PROBLEM DETAILS — Keeping pictures out of the copy, restate each record word for word.

..............................

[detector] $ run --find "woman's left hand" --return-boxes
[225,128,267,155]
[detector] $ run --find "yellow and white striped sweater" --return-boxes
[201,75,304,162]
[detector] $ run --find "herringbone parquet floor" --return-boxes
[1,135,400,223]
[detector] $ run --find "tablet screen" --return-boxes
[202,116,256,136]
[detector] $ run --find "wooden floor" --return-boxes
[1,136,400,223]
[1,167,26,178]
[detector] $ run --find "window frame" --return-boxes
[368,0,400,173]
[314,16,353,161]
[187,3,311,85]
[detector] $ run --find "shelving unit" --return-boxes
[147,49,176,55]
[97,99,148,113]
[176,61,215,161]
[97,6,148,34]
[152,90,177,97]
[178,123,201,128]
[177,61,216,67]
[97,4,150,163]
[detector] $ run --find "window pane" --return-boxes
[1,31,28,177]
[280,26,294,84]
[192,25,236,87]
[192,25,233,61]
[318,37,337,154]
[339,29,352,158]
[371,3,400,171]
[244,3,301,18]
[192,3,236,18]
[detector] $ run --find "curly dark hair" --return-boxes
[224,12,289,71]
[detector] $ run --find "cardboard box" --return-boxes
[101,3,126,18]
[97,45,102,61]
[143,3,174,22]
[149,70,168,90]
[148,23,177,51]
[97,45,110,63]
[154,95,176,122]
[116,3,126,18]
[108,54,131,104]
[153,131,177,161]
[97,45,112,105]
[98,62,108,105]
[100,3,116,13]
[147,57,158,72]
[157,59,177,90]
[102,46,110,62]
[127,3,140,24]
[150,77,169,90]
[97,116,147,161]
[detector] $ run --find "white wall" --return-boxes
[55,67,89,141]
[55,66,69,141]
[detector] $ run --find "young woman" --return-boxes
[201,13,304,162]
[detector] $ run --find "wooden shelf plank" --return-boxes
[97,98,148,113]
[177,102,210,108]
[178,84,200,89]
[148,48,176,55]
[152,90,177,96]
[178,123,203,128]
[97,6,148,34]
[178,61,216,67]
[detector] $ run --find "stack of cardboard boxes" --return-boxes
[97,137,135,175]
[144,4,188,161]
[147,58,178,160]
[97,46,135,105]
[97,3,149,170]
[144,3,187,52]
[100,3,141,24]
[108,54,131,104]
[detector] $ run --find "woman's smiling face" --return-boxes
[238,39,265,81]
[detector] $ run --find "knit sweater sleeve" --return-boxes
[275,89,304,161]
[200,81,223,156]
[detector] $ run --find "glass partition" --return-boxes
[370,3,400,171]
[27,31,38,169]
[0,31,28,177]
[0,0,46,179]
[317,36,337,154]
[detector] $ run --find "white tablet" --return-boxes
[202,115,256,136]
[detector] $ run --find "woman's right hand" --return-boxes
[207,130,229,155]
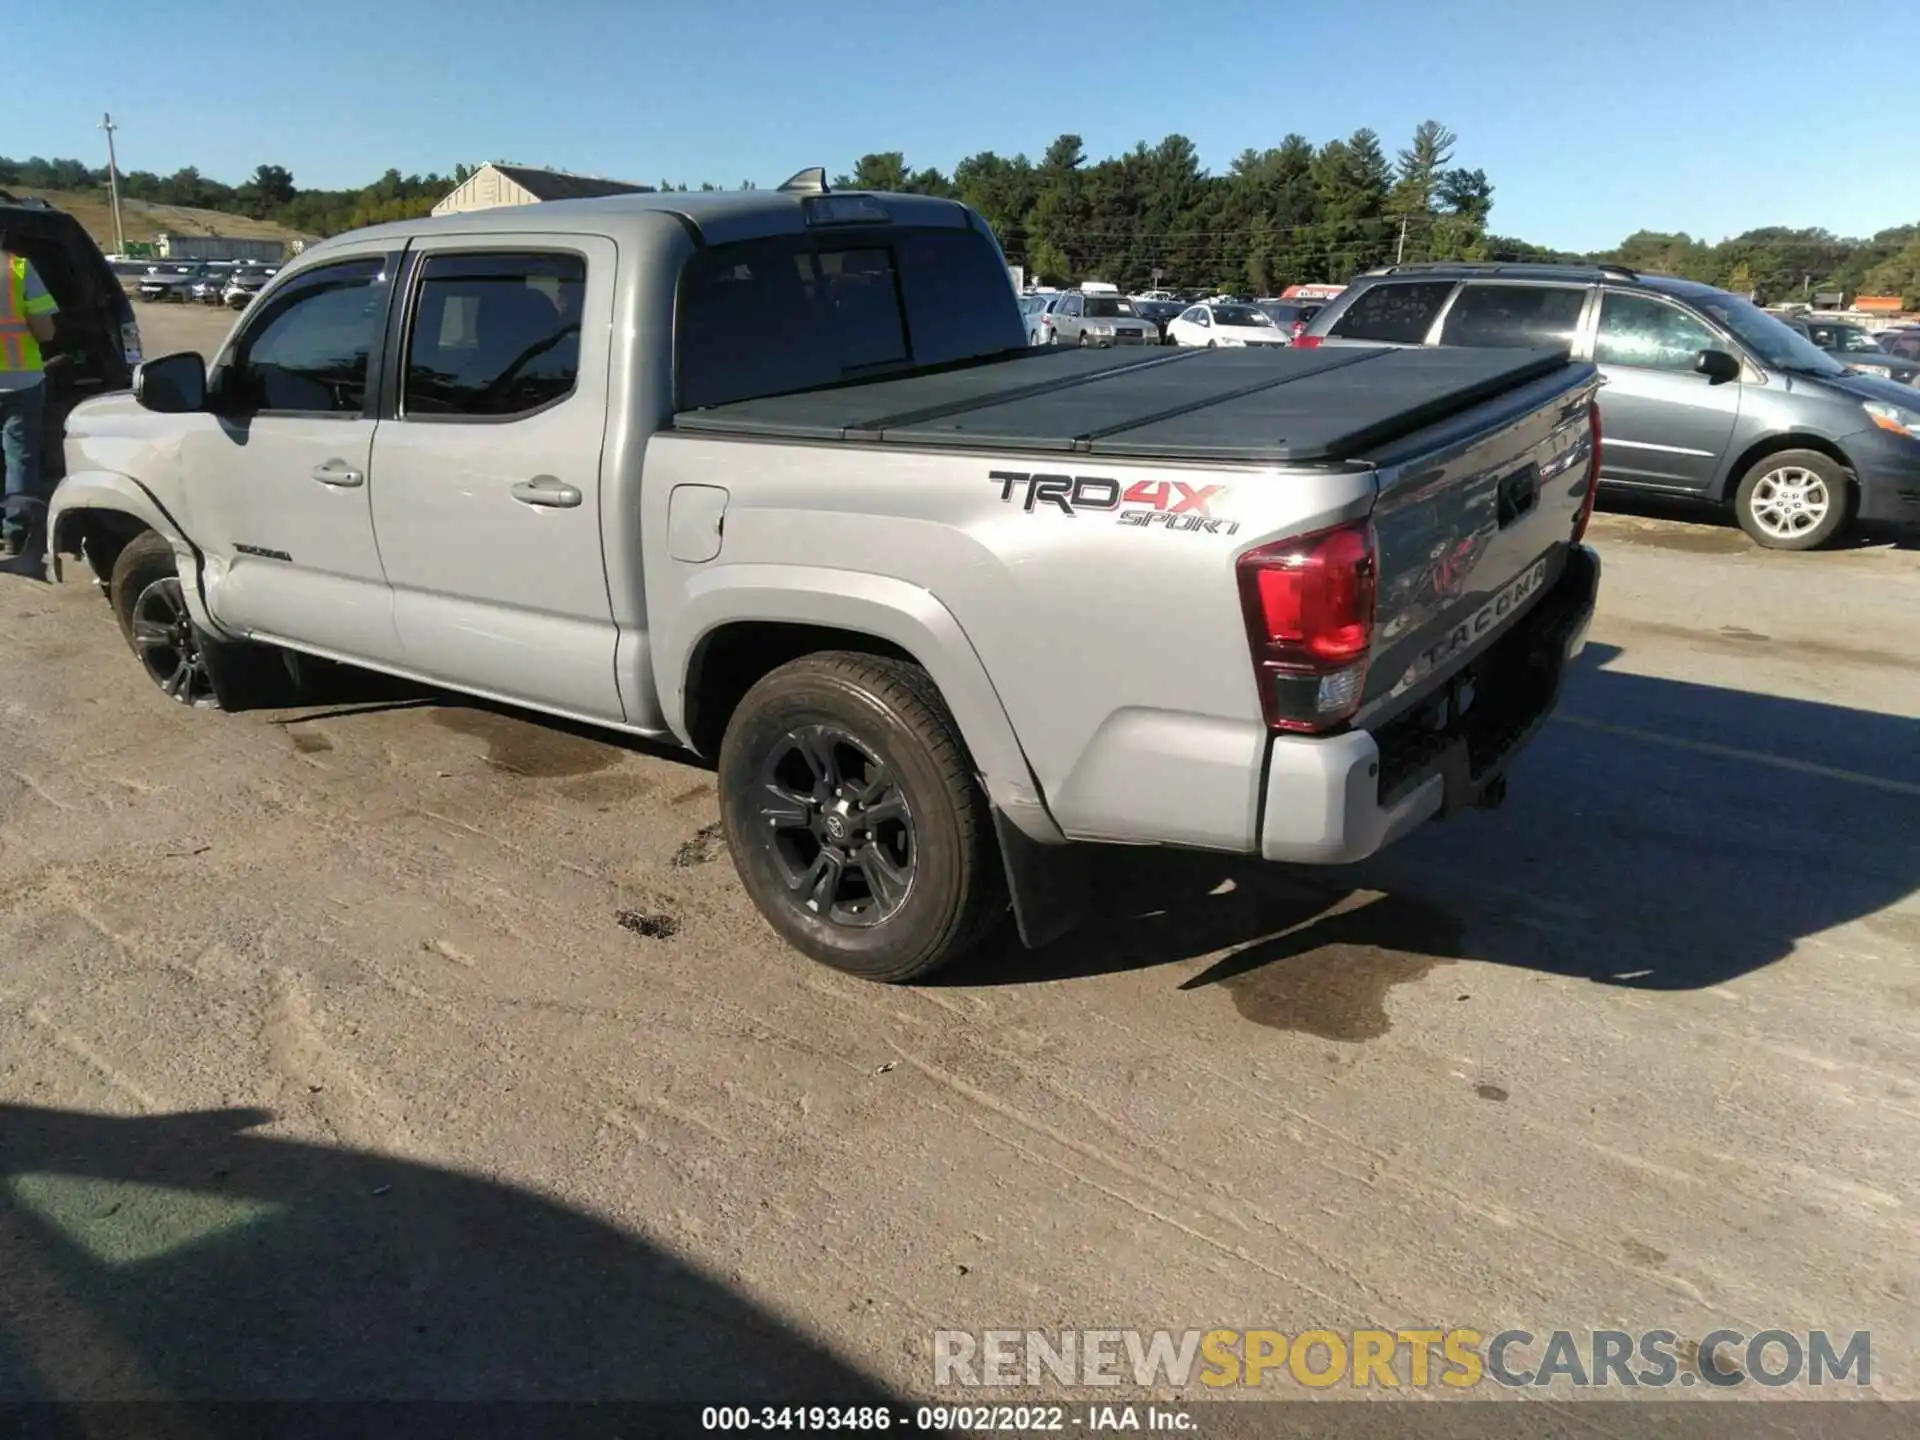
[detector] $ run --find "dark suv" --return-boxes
[1300,262,1920,549]
[0,192,142,494]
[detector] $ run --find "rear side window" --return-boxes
[1328,281,1455,344]
[1438,284,1587,350]
[677,227,1023,410]
[403,251,585,419]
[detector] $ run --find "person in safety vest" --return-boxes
[1,232,60,557]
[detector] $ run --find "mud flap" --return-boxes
[992,808,1092,950]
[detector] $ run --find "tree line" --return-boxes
[5,133,1918,303]
[0,156,463,238]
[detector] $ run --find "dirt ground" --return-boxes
[4,303,1917,1418]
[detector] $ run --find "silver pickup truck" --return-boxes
[46,175,1602,983]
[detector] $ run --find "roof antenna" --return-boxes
[777,167,829,195]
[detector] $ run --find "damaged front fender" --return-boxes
[44,472,226,635]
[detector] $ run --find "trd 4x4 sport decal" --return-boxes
[987,471,1240,535]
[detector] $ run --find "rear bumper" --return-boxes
[1259,543,1601,864]
[1843,427,1920,526]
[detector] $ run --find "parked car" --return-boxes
[48,179,1600,983]
[1874,326,1920,362]
[1167,302,1290,347]
[1299,261,1920,549]
[1255,299,1325,341]
[0,190,140,566]
[1128,297,1185,342]
[137,265,217,303]
[1044,290,1154,347]
[223,267,279,311]
[1019,292,1061,345]
[190,269,231,306]
[1788,318,1920,387]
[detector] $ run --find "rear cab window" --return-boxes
[1328,281,1456,344]
[1438,283,1588,351]
[676,227,1024,410]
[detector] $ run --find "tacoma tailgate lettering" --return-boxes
[1392,556,1550,696]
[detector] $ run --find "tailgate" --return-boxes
[1355,363,1599,729]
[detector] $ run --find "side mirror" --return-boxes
[134,352,208,413]
[1694,348,1741,385]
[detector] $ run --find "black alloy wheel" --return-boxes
[756,723,917,927]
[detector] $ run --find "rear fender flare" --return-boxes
[665,563,1063,845]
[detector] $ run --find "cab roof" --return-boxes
[304,188,981,259]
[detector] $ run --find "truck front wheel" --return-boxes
[718,652,1004,982]
[108,530,277,710]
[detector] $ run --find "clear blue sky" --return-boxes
[22,0,1919,252]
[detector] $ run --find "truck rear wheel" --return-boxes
[717,652,1004,982]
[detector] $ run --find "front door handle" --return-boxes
[311,462,364,488]
[510,477,583,509]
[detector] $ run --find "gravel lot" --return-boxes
[3,302,1917,1417]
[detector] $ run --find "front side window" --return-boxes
[676,226,1026,410]
[1438,284,1587,350]
[403,252,586,419]
[1593,292,1720,372]
[226,258,386,414]
[1328,281,1456,344]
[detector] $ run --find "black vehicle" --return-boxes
[1128,297,1185,342]
[0,190,141,494]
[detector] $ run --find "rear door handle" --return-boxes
[310,462,364,487]
[510,477,583,509]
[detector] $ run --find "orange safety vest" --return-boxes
[1,253,47,374]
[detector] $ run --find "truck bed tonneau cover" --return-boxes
[671,345,1570,464]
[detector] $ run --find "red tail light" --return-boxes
[1292,334,1322,349]
[1290,320,1307,340]
[1572,399,1601,543]
[1236,521,1378,733]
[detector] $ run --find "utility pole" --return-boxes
[1395,214,1409,265]
[99,113,127,257]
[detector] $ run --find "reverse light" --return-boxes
[1291,335,1323,350]
[1236,521,1378,733]
[1863,401,1920,439]
[1573,399,1602,543]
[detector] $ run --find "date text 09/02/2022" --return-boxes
[699,1404,1196,1432]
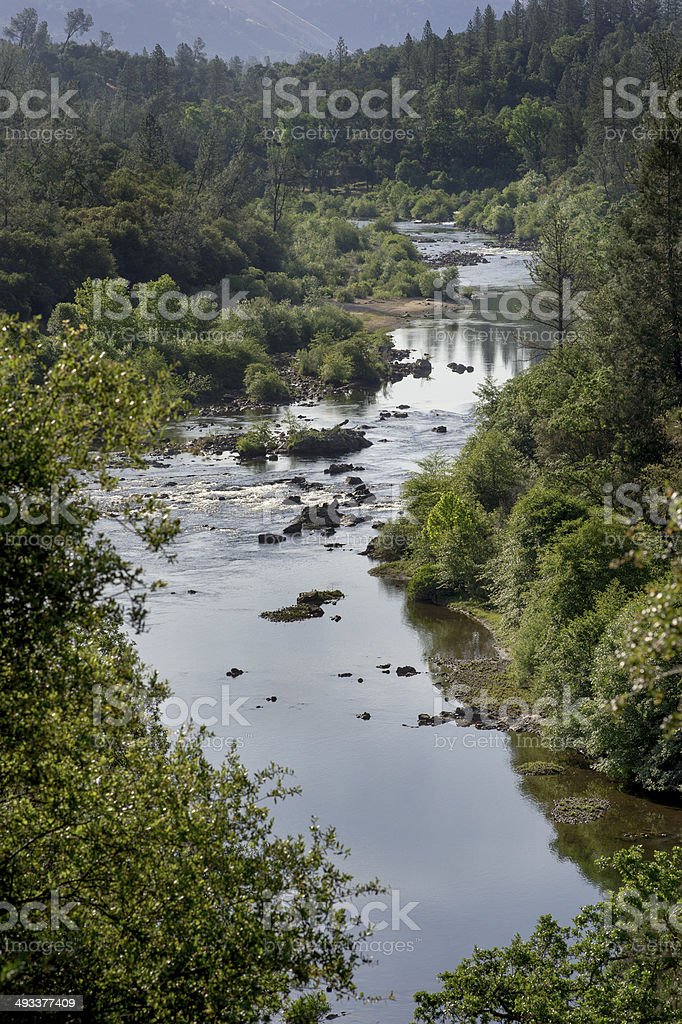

..............................

EXERCISE OUTPUT —
[detector] $ run --find "woman's left hand" --return-boxes
[225,128,267,155]
[detector] $ run --find "yellow and white striped sweater" --return-boxes
[201,75,304,162]
[detector] $ run --find "herringbone parquet floor" --return-boxes
[1,135,400,223]
[detector] $ run --find "tablet screen" --return-boxes
[202,116,256,136]
[detector] $ run --find "wooden floor" --return-boxes
[1,136,400,223]
[1,167,26,178]
[detector] $ run --find "window frame" --return-boxes
[368,0,400,173]
[314,16,353,161]
[187,3,311,85]
[detector] $ run --find "shelving unit" --return-boxes
[147,49,176,55]
[97,99,148,113]
[176,61,215,161]
[97,6,148,34]
[152,90,177,97]
[178,123,201,128]
[177,61,216,67]
[97,4,150,163]
[detector] $ run --find "window pane" --return-boxes
[1,31,28,177]
[280,26,294,84]
[192,25,236,87]
[192,25,233,61]
[318,37,337,154]
[339,29,352,158]
[371,3,400,171]
[244,3,301,18]
[192,3,236,18]
[detector] $ run --find "curly dark hair" --return-boxes
[224,12,289,71]
[detector] $ run --find "cardboard box" --return-boxes
[101,3,126,18]
[97,45,102,61]
[143,3,174,22]
[149,70,168,90]
[148,23,177,51]
[97,45,110,63]
[154,95,176,122]
[116,3,126,18]
[108,54,131,104]
[153,131,177,161]
[97,45,112,105]
[98,62,108,105]
[100,3,116,13]
[147,57,158,72]
[157,59,177,90]
[102,46,110,62]
[127,3,140,24]
[150,77,169,90]
[97,116,147,161]
[detector] $ run --find "white wall" --return-boxes
[55,67,89,141]
[55,66,69,141]
[detector] $ run --find "young woman" --return-boxes
[201,13,304,162]
[detector] $ run --find "wooden shelf plank" --return-boxes
[97,98,148,113]
[177,102,210,108]
[178,84,200,89]
[148,48,176,55]
[152,90,177,96]
[178,123,203,128]
[97,6,148,34]
[178,61,216,67]
[detector] $ run --find "stack of cardboard boxes" --return-boxes
[97,137,135,175]
[144,4,188,161]
[147,58,178,160]
[97,46,135,105]
[97,3,149,170]
[144,3,187,52]
[100,3,141,24]
[108,54,131,104]
[detector] $ run --find "woman's smiling face" --return-boxes
[238,39,265,81]
[detector] $ run --find "knit sweater sleeve" --return-boxes
[275,89,304,161]
[200,81,223,156]
[detector] $ run --find "glass partition" --return-boxes
[370,3,400,171]
[27,31,38,169]
[0,31,28,177]
[0,0,46,179]
[317,36,337,154]
[detector] $ run --find "white tablet" --return-boxes
[202,115,256,136]
[detector] $ run --find "woman's right hand" --return-boxes
[207,130,229,155]
[detector] $ run --find "dark suv" --return-boxes
[1300,262,1920,549]
[0,192,142,494]
[detector] $ run --find "rear side window" --return-boxes
[1328,281,1455,344]
[1438,284,1587,350]
[677,227,1023,410]
[403,251,585,419]
[detector] $ run --find "person in safety vest" --return-boxes
[1,232,60,557]
[detector] $ run --find "mud flap" --return-boxes
[992,808,1092,950]
[detector] $ run --find "tree line" --return-boxes
[5,133,1918,303]
[0,156,463,238]
[detector] $ run --find "dirt ground" --return-boxes
[4,303,1917,1418]
[detector] $ run --find "silver pickup truck" --return-boxes
[46,175,1602,983]
[detector] $ run --find "roof antenna" --return-boxes
[777,167,829,195]
[detector] $ run --find "damaged front fender" --return-boxes
[44,472,226,635]
[detector] $ run --find "trd 4x4 sport decal" --return-boxes
[987,471,1240,535]
[detector] $ run --find "rear bumper" --return-boxes
[1259,543,1601,864]
[1843,427,1920,526]
[detector] $ run --find "parked car" --return-boxes
[48,179,1600,983]
[1874,326,1920,362]
[1167,302,1290,347]
[1299,261,1920,549]
[1255,299,1325,341]
[0,190,140,566]
[1128,297,1185,342]
[137,265,217,303]
[1044,290,1154,347]
[223,267,279,311]
[1019,292,1061,345]
[190,269,231,306]
[1788,318,1920,387]
[detector] $ run --find "rear cab window" --return-boxes
[1328,281,1456,344]
[1438,283,1588,351]
[676,227,1024,410]
[detector] $ run --find "tacoma tailgate lettering" --return-boxes
[1392,556,1550,696]
[detector] $ run --find "tailgate" --return-boxes
[1355,363,1599,729]
[detector] $ run --find "side mirror" --return-boxes
[134,352,208,413]
[1694,348,1741,385]
[detector] $ run --find "black alloy wheel" --return-boxes
[756,723,917,927]
[detector] $ run --find "rear fender flare" --return-boxes
[665,563,1063,845]
[detector] $ run --find "cab roof" --return-boxes
[304,188,981,259]
[detector] $ run --find "truck front wheel" --return-boxes
[718,652,1004,982]
[108,530,277,710]
[detector] $ run --find "clear blue sky" --return-boxes
[22,0,1919,252]
[detector] $ run --find "truck rear wheel" --return-boxes
[717,652,1004,982]
[detector] $ run --find "front door handle" --return-boxes
[311,462,364,488]
[510,477,583,509]
[detector] $ run --find "gravel lot" --return-boxes
[3,302,1917,1417]
[detector] $ run --find "front side window" --return-boxes
[676,226,1026,410]
[1438,284,1587,350]
[403,252,586,419]
[1593,292,1720,372]
[226,258,386,414]
[1328,281,1456,344]
[detector] $ run --find "black vehicle" --return-boxes
[1128,297,1185,342]
[0,190,141,494]
[detector] $ run --find "rear door handle" --return-boxes
[310,462,364,487]
[510,477,583,509]
[detector] $ run --find "orange safety vest" --return-boxes
[1,253,47,374]
[detector] $ run --find "truck bed tonneau cover" --return-boxes
[671,345,1570,464]
[detector] $ run --find "red tail light" --return-boxes
[1292,334,1322,349]
[1290,320,1307,340]
[1572,399,1601,543]
[1236,521,1378,733]
[detector] $ run --find "utility pole" --return-boxes
[1395,214,1409,265]
[99,113,127,257]
[detector] $ run --find "reverse light" --return-boxes
[1291,335,1323,350]
[1236,521,1378,733]
[1863,401,1920,439]
[1573,399,1602,543]
[detector] $ run --find "date text 09/02/2022" --return-boxes
[699,1404,1196,1432]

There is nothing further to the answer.